**Exercise requirements**:
For this exercise, output the line containing "Pick out the tub" and every line after it through the end of the records, exactly, and no other line.

**Data listing**:

────────────────────────────────────────

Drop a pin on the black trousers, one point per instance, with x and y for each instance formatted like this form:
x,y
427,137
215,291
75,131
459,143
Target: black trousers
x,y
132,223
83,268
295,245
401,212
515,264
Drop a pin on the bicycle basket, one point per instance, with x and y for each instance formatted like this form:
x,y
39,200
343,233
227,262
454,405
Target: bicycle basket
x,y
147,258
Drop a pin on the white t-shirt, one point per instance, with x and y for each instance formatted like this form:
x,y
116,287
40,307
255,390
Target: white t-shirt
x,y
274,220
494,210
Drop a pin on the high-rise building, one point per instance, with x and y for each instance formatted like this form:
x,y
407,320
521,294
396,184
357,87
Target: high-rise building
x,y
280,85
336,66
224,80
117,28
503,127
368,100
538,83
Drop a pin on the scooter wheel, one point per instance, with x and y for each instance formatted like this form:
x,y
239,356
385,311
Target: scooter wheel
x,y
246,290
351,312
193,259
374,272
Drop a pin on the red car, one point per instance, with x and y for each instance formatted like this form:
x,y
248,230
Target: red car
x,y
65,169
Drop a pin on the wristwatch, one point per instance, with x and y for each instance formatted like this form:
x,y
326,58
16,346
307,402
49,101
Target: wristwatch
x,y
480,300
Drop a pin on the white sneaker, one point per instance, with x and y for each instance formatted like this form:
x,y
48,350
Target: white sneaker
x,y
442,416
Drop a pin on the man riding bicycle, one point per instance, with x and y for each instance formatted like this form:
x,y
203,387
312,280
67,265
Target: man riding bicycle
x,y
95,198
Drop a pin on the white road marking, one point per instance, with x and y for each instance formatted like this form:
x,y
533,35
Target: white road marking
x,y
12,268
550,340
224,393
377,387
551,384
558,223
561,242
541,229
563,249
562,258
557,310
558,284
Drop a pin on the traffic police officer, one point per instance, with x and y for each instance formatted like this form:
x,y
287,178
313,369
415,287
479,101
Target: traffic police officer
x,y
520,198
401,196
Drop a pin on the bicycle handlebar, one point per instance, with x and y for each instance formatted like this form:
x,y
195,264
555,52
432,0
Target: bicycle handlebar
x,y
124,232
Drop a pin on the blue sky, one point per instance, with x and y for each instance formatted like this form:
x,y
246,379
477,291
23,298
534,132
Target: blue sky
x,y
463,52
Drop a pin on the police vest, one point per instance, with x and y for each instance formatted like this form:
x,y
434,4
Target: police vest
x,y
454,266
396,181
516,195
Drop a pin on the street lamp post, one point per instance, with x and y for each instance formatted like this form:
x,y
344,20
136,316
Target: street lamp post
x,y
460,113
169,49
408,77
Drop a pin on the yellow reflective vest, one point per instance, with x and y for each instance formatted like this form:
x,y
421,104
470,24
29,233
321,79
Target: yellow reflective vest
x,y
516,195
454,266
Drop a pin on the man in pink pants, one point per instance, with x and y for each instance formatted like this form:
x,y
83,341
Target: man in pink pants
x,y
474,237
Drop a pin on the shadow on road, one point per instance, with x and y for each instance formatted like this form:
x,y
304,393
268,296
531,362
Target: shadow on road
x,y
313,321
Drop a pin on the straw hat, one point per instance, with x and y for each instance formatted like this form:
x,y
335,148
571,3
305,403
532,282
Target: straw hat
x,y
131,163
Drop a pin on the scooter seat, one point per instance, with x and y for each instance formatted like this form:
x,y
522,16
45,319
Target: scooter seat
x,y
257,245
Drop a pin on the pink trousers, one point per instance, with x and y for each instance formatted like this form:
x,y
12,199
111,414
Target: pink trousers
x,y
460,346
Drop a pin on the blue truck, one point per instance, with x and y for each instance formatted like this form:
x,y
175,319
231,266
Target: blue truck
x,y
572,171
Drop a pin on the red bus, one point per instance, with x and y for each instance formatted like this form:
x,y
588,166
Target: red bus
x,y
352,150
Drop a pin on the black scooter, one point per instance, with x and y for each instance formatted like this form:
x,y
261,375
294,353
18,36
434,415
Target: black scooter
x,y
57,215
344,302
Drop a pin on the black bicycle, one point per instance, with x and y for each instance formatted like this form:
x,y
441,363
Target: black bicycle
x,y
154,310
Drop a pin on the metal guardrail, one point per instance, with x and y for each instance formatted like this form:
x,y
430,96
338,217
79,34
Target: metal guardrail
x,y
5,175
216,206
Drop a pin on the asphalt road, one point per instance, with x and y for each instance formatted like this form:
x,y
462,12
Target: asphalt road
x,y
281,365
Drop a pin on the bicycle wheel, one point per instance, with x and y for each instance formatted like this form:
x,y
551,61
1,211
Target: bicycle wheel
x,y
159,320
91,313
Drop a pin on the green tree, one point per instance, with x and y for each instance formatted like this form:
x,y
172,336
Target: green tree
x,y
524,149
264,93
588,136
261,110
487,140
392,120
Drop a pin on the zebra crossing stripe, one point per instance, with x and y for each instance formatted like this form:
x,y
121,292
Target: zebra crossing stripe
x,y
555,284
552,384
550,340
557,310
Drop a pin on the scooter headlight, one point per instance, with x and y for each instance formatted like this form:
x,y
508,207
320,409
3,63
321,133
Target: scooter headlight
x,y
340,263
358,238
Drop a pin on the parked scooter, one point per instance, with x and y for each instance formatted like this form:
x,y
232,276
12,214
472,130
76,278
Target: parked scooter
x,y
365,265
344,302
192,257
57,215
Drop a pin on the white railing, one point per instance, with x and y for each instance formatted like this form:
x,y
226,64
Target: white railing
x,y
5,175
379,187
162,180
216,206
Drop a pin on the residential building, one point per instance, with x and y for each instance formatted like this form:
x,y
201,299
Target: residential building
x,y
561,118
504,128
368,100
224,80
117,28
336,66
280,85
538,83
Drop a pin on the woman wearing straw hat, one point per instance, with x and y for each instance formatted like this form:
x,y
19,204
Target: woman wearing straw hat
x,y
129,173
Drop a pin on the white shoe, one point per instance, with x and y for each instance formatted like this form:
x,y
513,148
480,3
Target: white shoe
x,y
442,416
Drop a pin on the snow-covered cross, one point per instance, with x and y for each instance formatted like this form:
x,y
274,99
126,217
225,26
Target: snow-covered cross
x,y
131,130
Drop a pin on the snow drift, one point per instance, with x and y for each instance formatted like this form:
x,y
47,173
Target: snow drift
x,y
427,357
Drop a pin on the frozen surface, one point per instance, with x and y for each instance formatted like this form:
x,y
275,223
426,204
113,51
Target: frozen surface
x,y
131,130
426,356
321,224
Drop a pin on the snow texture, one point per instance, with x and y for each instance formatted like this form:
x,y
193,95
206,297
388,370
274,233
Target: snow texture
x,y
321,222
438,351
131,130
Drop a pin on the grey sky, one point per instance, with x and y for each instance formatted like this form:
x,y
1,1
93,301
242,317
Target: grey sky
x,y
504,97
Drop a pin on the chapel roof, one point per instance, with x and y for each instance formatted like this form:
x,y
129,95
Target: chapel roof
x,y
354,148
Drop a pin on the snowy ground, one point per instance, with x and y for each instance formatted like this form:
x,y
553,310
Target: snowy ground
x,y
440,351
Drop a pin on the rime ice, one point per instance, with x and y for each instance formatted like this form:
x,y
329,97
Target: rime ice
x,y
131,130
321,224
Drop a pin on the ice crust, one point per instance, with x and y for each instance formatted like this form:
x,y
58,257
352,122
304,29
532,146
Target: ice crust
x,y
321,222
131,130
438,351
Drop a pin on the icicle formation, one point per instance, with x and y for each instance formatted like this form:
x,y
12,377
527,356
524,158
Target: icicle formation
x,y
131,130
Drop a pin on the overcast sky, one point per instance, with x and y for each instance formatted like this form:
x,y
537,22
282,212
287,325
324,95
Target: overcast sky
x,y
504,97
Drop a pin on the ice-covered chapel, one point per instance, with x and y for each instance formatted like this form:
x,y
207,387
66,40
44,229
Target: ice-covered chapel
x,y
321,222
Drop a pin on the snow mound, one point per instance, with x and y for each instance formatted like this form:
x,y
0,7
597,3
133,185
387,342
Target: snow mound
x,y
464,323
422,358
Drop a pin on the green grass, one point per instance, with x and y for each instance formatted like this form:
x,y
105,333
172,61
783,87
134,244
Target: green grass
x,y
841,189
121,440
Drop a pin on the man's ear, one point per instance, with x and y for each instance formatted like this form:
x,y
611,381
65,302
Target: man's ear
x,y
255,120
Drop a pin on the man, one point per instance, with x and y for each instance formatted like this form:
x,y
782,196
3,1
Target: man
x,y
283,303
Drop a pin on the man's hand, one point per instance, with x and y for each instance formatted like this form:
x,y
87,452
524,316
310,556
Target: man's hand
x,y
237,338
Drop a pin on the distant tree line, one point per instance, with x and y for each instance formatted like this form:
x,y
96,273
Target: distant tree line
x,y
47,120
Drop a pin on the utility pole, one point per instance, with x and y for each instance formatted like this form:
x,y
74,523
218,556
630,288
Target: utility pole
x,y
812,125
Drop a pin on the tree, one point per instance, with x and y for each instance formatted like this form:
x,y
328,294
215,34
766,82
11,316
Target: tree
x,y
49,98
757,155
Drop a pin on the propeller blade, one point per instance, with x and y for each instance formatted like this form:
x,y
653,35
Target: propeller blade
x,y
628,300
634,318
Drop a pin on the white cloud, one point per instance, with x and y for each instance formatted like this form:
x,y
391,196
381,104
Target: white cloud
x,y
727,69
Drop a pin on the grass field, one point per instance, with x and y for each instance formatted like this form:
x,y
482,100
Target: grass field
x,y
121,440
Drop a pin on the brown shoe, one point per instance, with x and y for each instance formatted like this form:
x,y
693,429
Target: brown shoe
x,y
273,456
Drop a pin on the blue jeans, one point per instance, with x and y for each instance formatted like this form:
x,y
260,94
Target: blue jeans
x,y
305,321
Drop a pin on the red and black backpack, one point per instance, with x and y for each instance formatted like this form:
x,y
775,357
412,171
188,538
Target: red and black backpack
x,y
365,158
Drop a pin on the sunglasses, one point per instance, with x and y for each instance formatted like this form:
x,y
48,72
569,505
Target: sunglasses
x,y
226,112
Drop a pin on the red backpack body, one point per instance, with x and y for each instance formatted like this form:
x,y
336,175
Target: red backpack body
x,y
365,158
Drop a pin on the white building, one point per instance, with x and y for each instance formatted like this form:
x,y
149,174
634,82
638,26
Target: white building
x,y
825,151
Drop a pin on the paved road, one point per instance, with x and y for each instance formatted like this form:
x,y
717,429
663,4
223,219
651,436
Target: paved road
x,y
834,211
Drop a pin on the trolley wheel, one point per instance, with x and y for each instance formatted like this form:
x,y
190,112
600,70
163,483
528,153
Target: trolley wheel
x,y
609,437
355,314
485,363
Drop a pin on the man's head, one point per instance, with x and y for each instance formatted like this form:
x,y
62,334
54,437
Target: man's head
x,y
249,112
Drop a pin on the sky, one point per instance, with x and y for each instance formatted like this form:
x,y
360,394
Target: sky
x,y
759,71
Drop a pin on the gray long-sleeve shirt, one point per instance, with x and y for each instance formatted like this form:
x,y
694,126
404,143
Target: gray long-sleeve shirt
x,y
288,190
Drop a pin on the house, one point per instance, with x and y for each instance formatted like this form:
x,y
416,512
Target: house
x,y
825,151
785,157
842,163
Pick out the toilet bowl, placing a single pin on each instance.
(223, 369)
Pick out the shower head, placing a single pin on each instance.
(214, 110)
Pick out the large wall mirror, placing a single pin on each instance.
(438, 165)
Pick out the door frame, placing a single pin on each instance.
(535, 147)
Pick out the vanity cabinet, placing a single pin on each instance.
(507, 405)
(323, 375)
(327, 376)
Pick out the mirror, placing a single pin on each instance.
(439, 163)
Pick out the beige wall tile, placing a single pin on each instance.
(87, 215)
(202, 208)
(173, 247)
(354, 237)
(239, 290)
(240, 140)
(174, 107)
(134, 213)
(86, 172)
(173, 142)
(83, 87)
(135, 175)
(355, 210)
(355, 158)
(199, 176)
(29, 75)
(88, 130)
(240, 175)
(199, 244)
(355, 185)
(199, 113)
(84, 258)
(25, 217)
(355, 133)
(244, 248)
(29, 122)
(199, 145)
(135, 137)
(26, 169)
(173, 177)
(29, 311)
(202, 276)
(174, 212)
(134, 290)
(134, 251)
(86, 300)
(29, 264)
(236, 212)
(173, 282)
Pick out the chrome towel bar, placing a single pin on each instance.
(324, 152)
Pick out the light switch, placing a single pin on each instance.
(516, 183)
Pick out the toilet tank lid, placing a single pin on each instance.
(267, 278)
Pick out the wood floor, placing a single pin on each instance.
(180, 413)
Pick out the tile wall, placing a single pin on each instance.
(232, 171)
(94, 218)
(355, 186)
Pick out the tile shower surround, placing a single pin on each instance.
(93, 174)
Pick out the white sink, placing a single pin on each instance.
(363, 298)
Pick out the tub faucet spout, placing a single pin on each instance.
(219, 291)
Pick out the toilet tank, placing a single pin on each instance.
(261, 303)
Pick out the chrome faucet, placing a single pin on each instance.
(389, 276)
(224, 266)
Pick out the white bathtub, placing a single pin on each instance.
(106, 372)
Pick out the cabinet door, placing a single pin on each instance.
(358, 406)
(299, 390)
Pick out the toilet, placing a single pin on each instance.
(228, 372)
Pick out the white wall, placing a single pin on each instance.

────────────────────────────────────────

**Answer area**:
Pick out the tub faucet spout, placing a single pin on each instance.
(219, 291)
Pick out the toilet tank, placing a single pin on each instance.
(261, 303)
Pick out the chrome faucet, placing a single pin on each instance.
(389, 276)
(224, 266)
Pick out the white bathtub, placing a single pin on each instance.
(106, 372)
Pick out the cabinet door, placing a single pin on each instance.
(358, 406)
(299, 390)
Pick out the toilet, placing a single pin on each instance.
(228, 372)
Pick out the white wall, placing a single pin on each instance.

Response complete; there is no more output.